/---
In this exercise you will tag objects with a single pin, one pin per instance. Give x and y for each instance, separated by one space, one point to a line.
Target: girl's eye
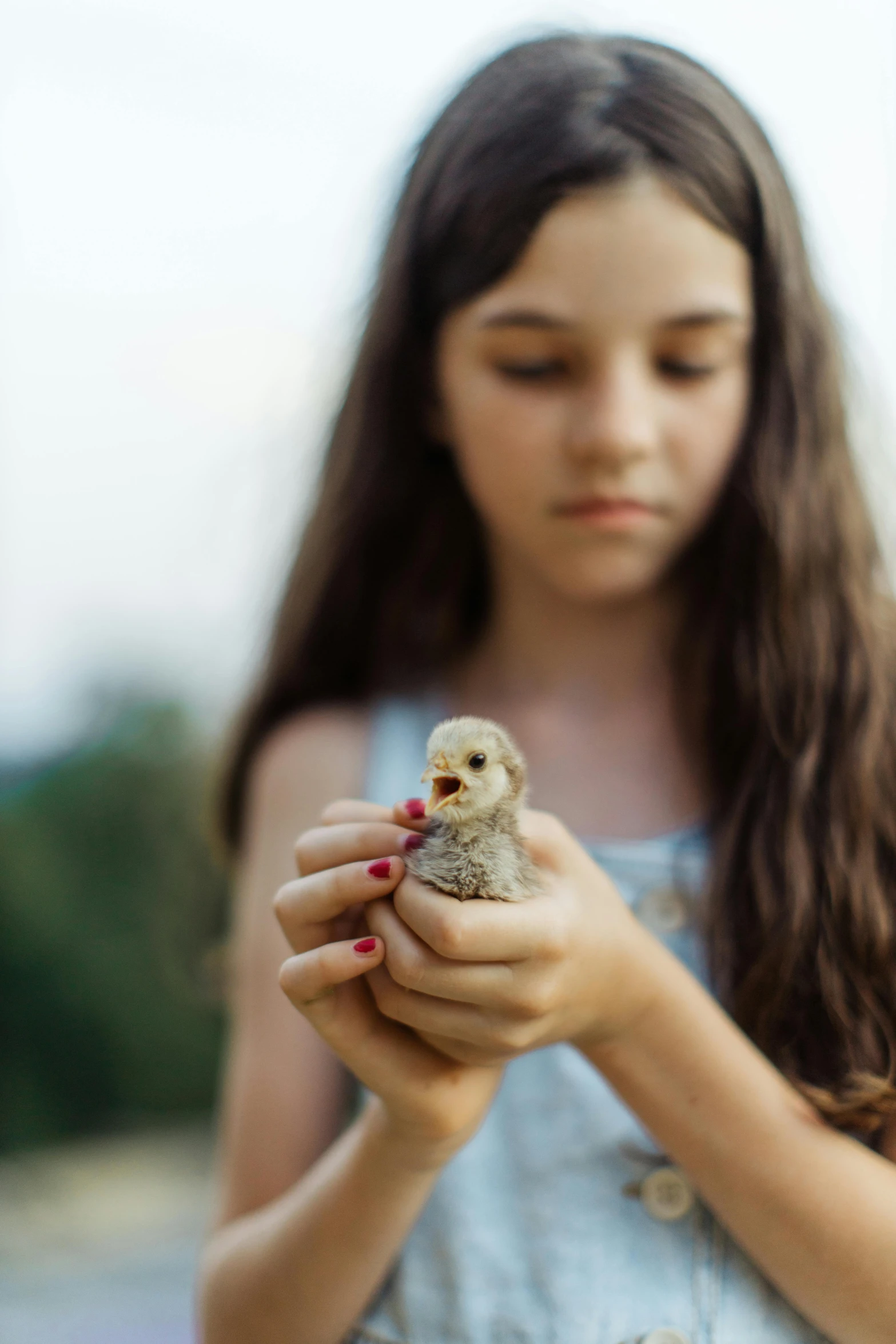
680 369
532 370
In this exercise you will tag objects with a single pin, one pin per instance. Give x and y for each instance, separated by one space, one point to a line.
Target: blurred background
193 195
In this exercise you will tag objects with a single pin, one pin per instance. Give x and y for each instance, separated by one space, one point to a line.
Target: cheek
704 437
505 451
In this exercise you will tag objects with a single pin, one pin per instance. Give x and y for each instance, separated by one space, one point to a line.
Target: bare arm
301 1247
814 1208
284 1092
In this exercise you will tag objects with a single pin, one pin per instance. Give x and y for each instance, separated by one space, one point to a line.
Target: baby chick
472 846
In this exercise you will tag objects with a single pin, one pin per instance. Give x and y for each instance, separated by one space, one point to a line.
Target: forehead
464 735
622 256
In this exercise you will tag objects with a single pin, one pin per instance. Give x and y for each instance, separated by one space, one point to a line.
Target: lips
605 506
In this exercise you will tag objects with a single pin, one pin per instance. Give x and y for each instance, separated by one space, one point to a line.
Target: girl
590 479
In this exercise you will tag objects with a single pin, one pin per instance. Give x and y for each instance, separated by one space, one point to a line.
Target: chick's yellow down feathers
472 846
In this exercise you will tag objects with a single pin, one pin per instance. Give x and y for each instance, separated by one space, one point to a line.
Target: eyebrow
536 320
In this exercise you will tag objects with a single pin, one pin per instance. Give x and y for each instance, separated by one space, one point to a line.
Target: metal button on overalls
664 910
667 1194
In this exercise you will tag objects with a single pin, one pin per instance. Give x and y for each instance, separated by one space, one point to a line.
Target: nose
613 416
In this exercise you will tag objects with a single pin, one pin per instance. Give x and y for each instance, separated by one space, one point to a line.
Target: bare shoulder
306 761
284 1091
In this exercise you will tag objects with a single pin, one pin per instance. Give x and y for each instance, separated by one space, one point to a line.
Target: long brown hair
785 582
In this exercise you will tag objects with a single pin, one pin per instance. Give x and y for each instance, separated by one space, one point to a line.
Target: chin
616 581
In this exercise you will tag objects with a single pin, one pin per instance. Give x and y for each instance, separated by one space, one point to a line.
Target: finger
\---
_Exercise objective_
Find every line in the data above that contains the string "chick", and copy each of those lines.

_Final result_
Target: baby chick
Target: chick's yellow down feathers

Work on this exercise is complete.